* VOS CONSIGNES *
Pouvez-vous transformer en tableau Markdown, avec les colonnes Numéro et Ligne, le passage du matériel qui va de la ligne contenant "Expected: for each instance of the lace" jusqu'à celle contenant "x=378 y=225", les deux incluses ? Laissez de côté les lignes vides.

Données d'annotation de points sur photos:
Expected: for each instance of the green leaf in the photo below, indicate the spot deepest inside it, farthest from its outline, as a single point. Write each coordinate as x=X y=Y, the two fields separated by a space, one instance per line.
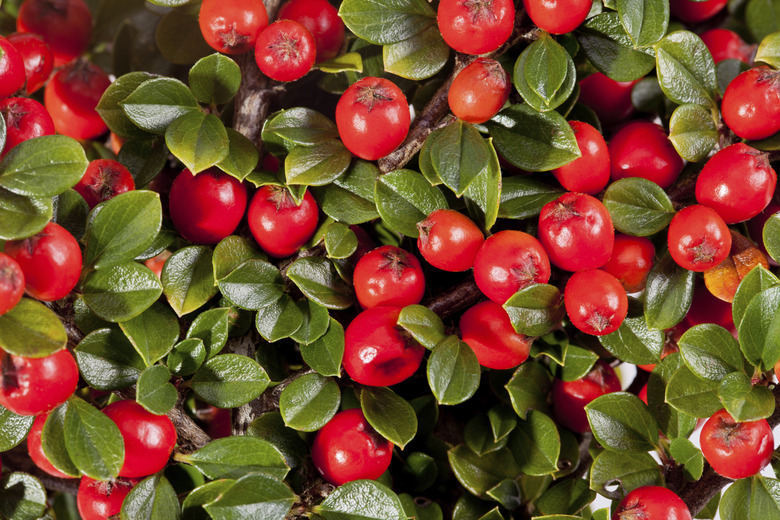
x=31 y=329
x=638 y=207
x=532 y=140
x=621 y=422
x=404 y=198
x=43 y=166
x=188 y=280
x=198 y=140
x=121 y=292
x=309 y=402
x=229 y=380
x=390 y=415
x=93 y=441
x=453 y=371
x=157 y=103
x=418 y=57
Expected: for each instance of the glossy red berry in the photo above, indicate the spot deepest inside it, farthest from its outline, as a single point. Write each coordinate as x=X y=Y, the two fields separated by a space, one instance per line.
x=486 y=328
x=644 y=150
x=479 y=91
x=279 y=225
x=737 y=182
x=388 y=275
x=65 y=25
x=557 y=16
x=323 y=22
x=475 y=27
x=372 y=117
x=509 y=261
x=570 y=397
x=72 y=95
x=285 y=51
x=149 y=438
x=751 y=103
x=207 y=207
x=232 y=27
x=576 y=231
x=347 y=448
x=31 y=386
x=589 y=173
x=736 y=449
x=377 y=352
x=50 y=260
x=698 y=238
x=652 y=503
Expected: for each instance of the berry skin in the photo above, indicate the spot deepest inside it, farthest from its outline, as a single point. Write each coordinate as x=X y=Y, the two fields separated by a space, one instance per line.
x=207 y=207
x=372 y=117
x=278 y=225
x=644 y=150
x=449 y=240
x=737 y=182
x=232 y=27
x=347 y=448
x=576 y=231
x=652 y=503
x=474 y=26
x=509 y=261
x=50 y=260
x=486 y=328
x=557 y=16
x=31 y=386
x=388 y=275
x=751 y=103
x=589 y=173
x=285 y=51
x=698 y=238
x=736 y=449
x=323 y=22
x=479 y=91
x=104 y=180
x=149 y=439
x=569 y=398
x=377 y=352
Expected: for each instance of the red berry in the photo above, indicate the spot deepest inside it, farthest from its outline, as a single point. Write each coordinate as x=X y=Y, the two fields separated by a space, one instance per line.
x=487 y=330
x=589 y=173
x=737 y=182
x=65 y=25
x=509 y=261
x=372 y=117
x=232 y=27
x=323 y=22
x=751 y=103
x=449 y=240
x=285 y=51
x=479 y=91
x=388 y=275
x=347 y=448
x=149 y=438
x=652 y=503
x=377 y=352
x=279 y=226
x=557 y=16
x=576 y=231
x=644 y=150
x=31 y=386
x=476 y=27
x=570 y=397
x=736 y=449
x=50 y=260
x=207 y=207
x=698 y=238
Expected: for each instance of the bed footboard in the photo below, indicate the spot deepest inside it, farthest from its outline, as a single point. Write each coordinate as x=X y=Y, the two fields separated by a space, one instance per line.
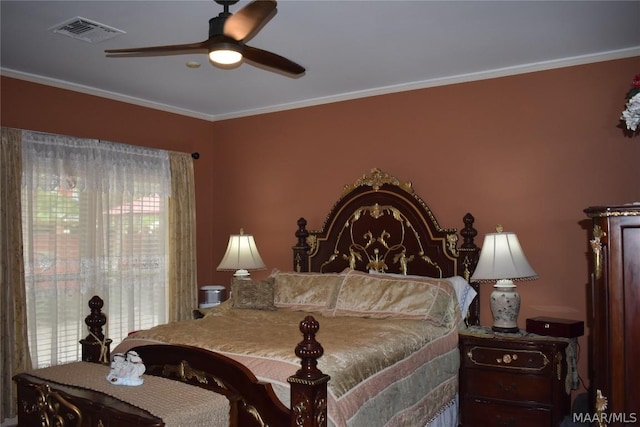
x=252 y=402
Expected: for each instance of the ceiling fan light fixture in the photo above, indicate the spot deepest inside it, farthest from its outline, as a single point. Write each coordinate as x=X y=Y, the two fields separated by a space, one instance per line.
x=225 y=55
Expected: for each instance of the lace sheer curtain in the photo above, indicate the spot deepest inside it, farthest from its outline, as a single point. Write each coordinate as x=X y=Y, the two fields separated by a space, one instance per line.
x=95 y=222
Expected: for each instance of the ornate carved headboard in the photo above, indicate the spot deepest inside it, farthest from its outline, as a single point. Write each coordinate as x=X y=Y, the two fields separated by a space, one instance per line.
x=379 y=223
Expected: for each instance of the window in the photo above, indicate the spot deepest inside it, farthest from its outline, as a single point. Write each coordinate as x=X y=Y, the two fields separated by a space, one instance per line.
x=95 y=222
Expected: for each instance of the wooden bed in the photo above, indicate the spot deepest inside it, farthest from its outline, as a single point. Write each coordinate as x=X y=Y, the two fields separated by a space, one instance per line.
x=378 y=225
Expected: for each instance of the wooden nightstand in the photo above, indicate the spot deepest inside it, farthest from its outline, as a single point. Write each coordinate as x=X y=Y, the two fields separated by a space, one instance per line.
x=515 y=380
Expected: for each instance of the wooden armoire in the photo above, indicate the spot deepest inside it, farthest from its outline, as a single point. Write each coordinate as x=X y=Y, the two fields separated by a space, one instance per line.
x=614 y=311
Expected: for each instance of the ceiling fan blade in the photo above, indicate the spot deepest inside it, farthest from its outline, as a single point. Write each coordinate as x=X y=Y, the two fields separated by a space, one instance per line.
x=246 y=22
x=271 y=60
x=177 y=49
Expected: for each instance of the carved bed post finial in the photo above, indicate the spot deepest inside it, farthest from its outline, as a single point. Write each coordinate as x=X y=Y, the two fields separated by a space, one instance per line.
x=95 y=347
x=309 y=350
x=309 y=384
x=468 y=233
x=469 y=254
x=301 y=249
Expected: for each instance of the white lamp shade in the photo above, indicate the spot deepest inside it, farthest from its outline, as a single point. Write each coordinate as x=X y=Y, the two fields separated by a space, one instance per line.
x=502 y=257
x=242 y=254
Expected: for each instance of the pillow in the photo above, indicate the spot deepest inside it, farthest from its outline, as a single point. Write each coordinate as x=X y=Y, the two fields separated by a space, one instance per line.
x=464 y=291
x=314 y=292
x=248 y=294
x=385 y=296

* TÂCHE ACCOMPLIE *
| Numéro | Ligne |
|---|---|
| 1 | Expected: for each instance of the lace sheer curtain in the photo above, indicate the spot deepest inside it, farthest from its outline, as a single point. Write each coordinate as x=X y=Y, the two fields separated by a space, one instance per line. |
| 2 | x=95 y=222 |
| 3 | Expected: for each instance of the ornate carved headboard in the photo above, indicate the spot deepest inside it, farthest from its outline, as a single point. Write each coordinate as x=X y=Y, the two fields separated by a space, one instance per line. |
| 4 | x=379 y=223 |
| 5 | Expected: for each instance of the window in the photo above, indicate the spot deepest inside it, farthest from its outline, as a single point. Write each coordinate as x=X y=Y, the two fields separated by a space, one instance per line. |
| 6 | x=95 y=222 |
| 7 | Expected: for each instance of the wooden bed in the photo above, indicate the spot deepest inside it, farthest from its outline, as a single point. Write each coordinate as x=X y=Y, the two fields separated by a space, one instance per line. |
| 8 | x=378 y=225 |